_Extract provided_
'U' got the love - upgrading our uranium price deck
This report from Canaccord Genuity may be of interest to subscribers. Here is a section:
Here is a link to the full report.
Here is a section from it:
Government policy support has improved dramatically...Growth from non-OECD nations has always been the bedrock of our positive demand outlook, and this view has only strengthened following the release of China's 14th Five-Year Plan, which called for an ~40% expansion in its nuclear fleet to 70GWe by 2025, with an additional 50GWe under construction. Adding to this is a more constructive view around North American and European demand in the wake of (1) bipartisan support for nuclear energy in the US for the first time in 48 years, the US rejoining the Paris Agreement, and clear support for nuclear energy in the "American Jobs Plan" and (2) the European Commission announcing that it will potentially include nuclear energy in the European Union's sustainable financing taxonomy.

Source records
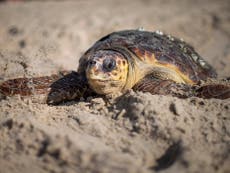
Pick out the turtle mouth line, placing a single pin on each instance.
(100, 80)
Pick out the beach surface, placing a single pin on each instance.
(137, 132)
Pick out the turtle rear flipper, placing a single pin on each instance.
(218, 89)
(164, 87)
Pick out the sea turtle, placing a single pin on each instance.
(131, 59)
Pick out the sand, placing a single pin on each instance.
(137, 132)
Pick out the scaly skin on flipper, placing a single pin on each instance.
(58, 88)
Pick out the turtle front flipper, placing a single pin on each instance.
(56, 88)
(164, 87)
(72, 86)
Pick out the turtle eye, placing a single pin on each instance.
(91, 63)
(109, 64)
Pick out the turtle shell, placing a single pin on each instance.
(155, 49)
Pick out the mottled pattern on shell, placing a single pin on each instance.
(156, 48)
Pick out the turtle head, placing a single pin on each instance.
(107, 71)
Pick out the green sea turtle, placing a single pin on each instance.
(131, 59)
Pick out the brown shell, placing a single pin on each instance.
(157, 49)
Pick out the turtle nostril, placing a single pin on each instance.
(92, 63)
(109, 64)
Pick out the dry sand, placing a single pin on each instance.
(138, 132)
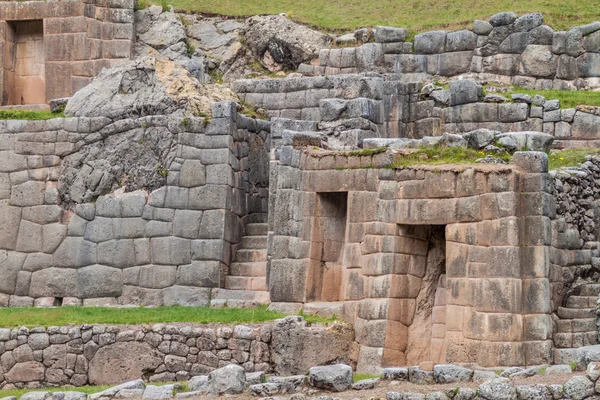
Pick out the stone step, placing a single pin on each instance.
(576, 313)
(250, 255)
(245, 283)
(565, 356)
(575, 340)
(590, 289)
(260, 297)
(249, 269)
(576, 325)
(254, 242)
(257, 229)
(582, 301)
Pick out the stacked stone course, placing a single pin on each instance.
(510, 49)
(80, 38)
(170, 246)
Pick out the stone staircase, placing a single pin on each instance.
(576, 326)
(246, 284)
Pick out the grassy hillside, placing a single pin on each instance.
(416, 15)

_Work task_
Transcribe the uranium price excerpt above from "Here is a section from" up to and including "sustainable financing taxonomy.".

_Answer to the exercise_
Here is a section from it:
Government policy support has improved dramatically...Growth from non-OECD nations has always been the bedrock of our positive demand outlook, and this view has only strengthened following the release of China's 14th Five-Year Plan, which called for an ~40% expansion in its nuclear fleet to 70GWe by 2025, with an additional 50GWe under construction. Adding to this is a more constructive view around North American and European demand in the wake of (1) bipartisan support for nuclear energy in the US for the first time in 48 years, the US rejoining the Paris Agreement, and clear support for nuclear energy in the "American Jobs Plan" and (2) the European Commission announcing that it will potentially include nuclear energy in the European Union's sustainable financing taxonomy.